▶ **抜粋**:
プレジデントオンライン / 2023年8月2日 14時15分

保険金の不正請求問題を受け、記者会見する中古車販売大手ビッグモーターの兼重宏行社長=2023年7月25日午前、東京都港区 - 写真=時事通信フォト

ビッグモーターが引き起こした自動車保険の不正請求問題の背景には、ノルマ至上主義の「成果主義」と、頻繁に実施された有無を言わせぬ「降格処分」があった。人事ジャーナリストの溝上憲文さんは「“社畜”を量産する恐怖人事がまだ日本に残っていることを認識させられた」という――。

■1件当たりの工賃と部品粗利を「@(アット)」と呼ぶ

ビッグモーターの自動車保険の不正請求問題で、故意に車体を傷付ける悪質な手口が注目を浴びた。

具体的には、ヘッドライトのカバーを割る、ドライバーで車体を引っ掻いて傷をつける、ローソク・サンドペーパーなどを使って車体に擦過痕様の痕跡を付けていたことも報告されている(特別調査委員会「調査報告書」2023年6月26日)。

そして極め付きは「ゴルフボールを靴下に入れて振り回して車体を叩き、雹害痕の範囲を拡大させる」(報告書)ことが行われていたことがメディアでも大きく報じられた。

異常天候で急に雹(ひょう)が降ると、テレビで「ゴルフボール大の雹が降った」と表現されるが、それをヒントに編み出した知恵なのかもしれない。そんな知恵が良い方向で使われることなく“悪知恵”でしか働かなかったところに同社の悲劇がある。

しかもアンケート調査では不適切な保険金請求につながる不正な作業に関与していたのは回答者382人中104人、他の者が不正な作業に関与しているのを見聞きしたことがある人が68人もいた。板金・塗装の工場で組織的に行われていたことがわかる。

なぜ社員は不正な作業に手を染めてしまったのか。

104人中61人が「上司からの指示」を挙げ、44人が「営業所の売り上げ向上を上げるため」と答えている。ではなぜ上司は売り上げ向上を図るため不正な作業を指示したのか。その根本的原因は、ノルマ至上主義の「成果主義」と、頻繁に実施された有無を言わせぬ「降格処分」にあった。

同社では車両修理案件1件当たりの工賃と部品粗利の合計金額を「@(アット)」と呼び、アットの目標達成が強く求められていた。

報告書はこのアットで示されたノルマ重視の方針が不適切な保険金請求を行うことによって営業目標を達成しようとする者が増加したと見ている。そしてこう証拠を挙げている。

「実際、本調査においても、経験の浅い工場長を中心に、工場長会議で追及を受けることがプレッシャーとなり、過大見積り等の不適切な行為に手を染めるようになった旨説明する者が少なくなかった。その一方で、アットを始めとする営業成績を過度に重視した昇格人事が行われていたため、工場長の中には、酒々井店の工場長を務めていたGのように、出世欲から、自ら率先して車両の損壊行為に及ぶだけでなく、部下のフロント従業員にもこれを強いるなどまでして営業成績向上を図る者も現れるようになった」(報告書、原文ママ)

▶ **課題**: ビッグモーターの保険金不正請求問題を論じた抜粋を、最後の文の後から書き進めよ。 一覧は参照しなくてよい。

▶ **付属の一覧**:
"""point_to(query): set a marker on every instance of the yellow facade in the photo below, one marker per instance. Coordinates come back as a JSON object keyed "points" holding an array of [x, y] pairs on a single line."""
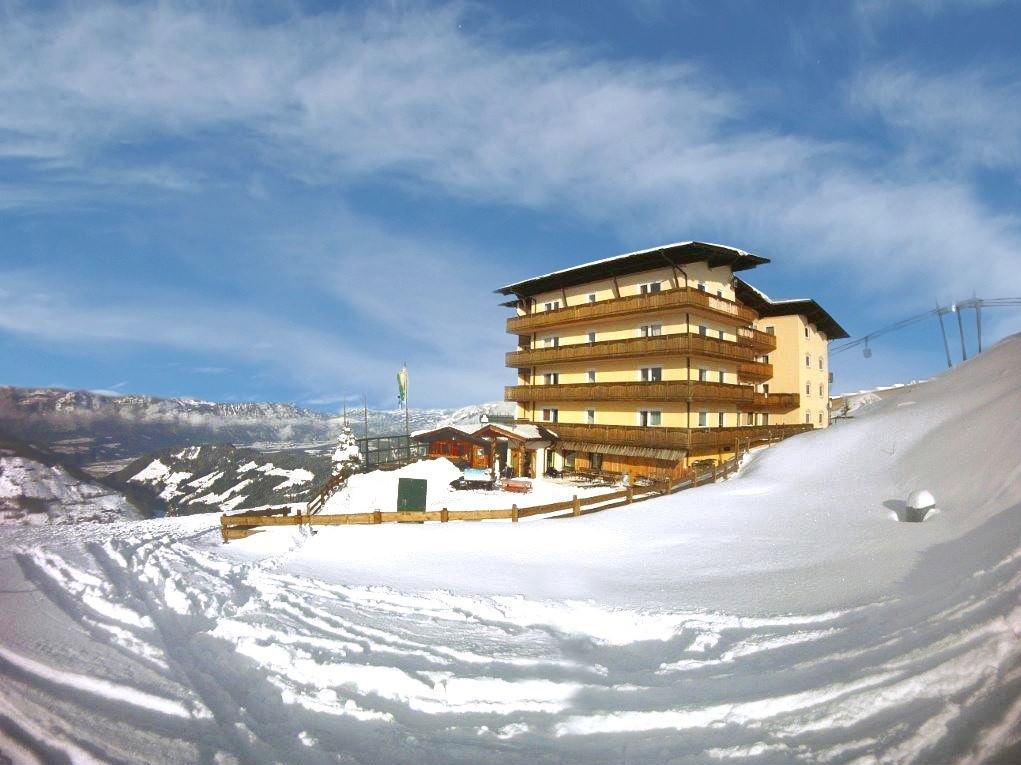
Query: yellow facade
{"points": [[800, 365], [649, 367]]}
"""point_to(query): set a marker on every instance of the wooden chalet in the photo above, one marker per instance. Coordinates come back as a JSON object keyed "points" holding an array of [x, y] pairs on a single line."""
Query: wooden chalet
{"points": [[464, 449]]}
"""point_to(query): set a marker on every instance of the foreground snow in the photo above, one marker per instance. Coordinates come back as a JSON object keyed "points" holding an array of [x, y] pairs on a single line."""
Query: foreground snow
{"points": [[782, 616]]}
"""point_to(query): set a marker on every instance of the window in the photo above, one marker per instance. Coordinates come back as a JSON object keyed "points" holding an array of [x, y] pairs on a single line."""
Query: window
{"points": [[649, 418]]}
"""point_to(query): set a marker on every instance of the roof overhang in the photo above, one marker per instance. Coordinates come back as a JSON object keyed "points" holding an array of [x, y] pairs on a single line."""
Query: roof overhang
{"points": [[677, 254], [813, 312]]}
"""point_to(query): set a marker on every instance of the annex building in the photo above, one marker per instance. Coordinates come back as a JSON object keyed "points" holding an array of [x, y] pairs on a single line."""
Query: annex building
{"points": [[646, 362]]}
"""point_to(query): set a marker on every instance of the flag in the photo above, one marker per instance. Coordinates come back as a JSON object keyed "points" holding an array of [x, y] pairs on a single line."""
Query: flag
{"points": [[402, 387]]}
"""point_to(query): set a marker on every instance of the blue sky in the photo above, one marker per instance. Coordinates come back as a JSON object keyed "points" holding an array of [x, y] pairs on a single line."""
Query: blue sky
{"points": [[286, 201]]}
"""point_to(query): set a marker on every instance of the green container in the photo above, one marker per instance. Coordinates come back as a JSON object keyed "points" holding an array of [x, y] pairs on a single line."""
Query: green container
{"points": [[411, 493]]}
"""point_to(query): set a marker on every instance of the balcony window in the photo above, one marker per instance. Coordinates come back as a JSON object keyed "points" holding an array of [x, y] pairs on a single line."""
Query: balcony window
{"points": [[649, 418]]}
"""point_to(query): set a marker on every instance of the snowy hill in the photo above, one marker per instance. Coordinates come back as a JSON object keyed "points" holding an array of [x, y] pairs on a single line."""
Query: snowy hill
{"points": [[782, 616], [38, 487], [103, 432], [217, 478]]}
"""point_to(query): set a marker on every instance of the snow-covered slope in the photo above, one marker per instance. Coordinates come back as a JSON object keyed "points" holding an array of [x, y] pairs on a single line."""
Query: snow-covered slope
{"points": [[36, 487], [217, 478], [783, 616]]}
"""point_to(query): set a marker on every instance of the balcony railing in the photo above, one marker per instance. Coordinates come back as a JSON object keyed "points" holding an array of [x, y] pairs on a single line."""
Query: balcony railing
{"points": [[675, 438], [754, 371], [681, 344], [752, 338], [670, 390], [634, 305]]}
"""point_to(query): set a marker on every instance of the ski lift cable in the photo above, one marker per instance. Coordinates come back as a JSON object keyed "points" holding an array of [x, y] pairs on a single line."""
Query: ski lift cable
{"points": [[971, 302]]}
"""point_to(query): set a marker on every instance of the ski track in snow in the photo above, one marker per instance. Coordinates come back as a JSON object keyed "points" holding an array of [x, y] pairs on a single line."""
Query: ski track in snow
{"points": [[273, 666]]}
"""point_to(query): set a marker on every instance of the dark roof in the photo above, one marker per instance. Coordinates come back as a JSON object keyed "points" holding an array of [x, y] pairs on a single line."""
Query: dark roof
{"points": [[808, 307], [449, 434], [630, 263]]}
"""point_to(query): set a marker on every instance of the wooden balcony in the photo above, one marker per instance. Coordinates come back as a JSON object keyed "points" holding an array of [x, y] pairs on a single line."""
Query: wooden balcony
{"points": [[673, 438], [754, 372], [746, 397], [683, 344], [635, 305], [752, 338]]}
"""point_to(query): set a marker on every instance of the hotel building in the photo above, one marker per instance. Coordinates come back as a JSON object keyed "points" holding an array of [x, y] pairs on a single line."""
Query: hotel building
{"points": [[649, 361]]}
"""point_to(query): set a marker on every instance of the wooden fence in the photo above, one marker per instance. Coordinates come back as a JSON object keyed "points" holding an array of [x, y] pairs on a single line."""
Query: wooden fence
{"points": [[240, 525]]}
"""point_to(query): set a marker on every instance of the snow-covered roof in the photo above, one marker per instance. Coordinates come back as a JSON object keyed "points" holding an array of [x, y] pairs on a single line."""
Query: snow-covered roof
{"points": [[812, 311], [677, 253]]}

▶ **解答**:
もっとも事故車両の工賃は対象車両の損傷状況によって決まるものであり、中古車の買取・販売部門の営業職と違い、いくら努力しても工賃が増える性質の部門ではない。

■降格処分頻発で従業員は萎縮、経営陣に盲従の風土

過度のノルマを課すこと自体がおかしい。かつてソーラーパネルを販売していた会社の営業マンが屋根のないアパートに住む老人にパネルを販売し、訪問販売法違反で逮捕されたことがある。過度のノルマは犯罪に走らせてしまうが、同社の工場の従業員もノルマのプレッシャーから“犯罪”に走ってしまったことになる。

しかし従業員の中には、そんなことまでして出世したいとは思わない社員もいただろう。そんな社員を突き動かしたのがもう1つの「降格処分」だった。ノルマ達成による昇格がアメであるとするなら、「降格」はムチである。

降格処分の実行者は、次期代表取締役社長への就任が確実視されていた兼重宏一副社長だった。2020年から2022年にかけて延べ47人の工場長が一担当のフロントへの降格処分を受けている。

通常の降格人事は、人事評価制度に基づいて、3期連続で一定の評価基準を下回った場合に降格対象になる。もちろんその過程で「このままでは降格になるよ」と、本人の自覚と奮起を促すのが一般的だ。

しかし、この会社の降格は特異だ。報告書ではこう述べている。

「これらの降格処分は、主に、B副社長ら経営陣によりBP(ボディーペイント)工場を含む全国の営業店舗を対象として定期的に実施されている環境整備点検における成績や対応が不良であることを理由とするものであったとのことであるが、いずれの降格処分に際しても、被処分者には弁明の機会を与えられなかったばかりか、降格処分の理由さえも明確に伝えられないまま、一方的に降格処分が通告されていた」

自動車整備用リフトで上げらている車体
写真=iStock.com/Ziga Plahutar
※写真はイメージです - 写真=iStock.com/Ziga Plahutar

「環境整備点検」とは一般的に整理、整頓、清掃の3Sなどを意味するものだろうが、この不手際で降格する事例は初めて聞くが、そもそも降格による給料減額などの不利益変更が許されるとは思えない。報告書でもこう言っている。

「降格処分は、基本給の大幅な減額という経済的な痛手を強いることはもとより、場合によっては転勤を伴うこともあって、被処分者の生活に大きな影響を与えるものである。そのため、経営陣によるこのような有無を言わせない降格処分の頻発によって、全社的に従業員らを過度に萎縮させ、経営陣の意向に盲従することを余儀なくさせる企業風土が醸成されていったことは容易に推測されるところである」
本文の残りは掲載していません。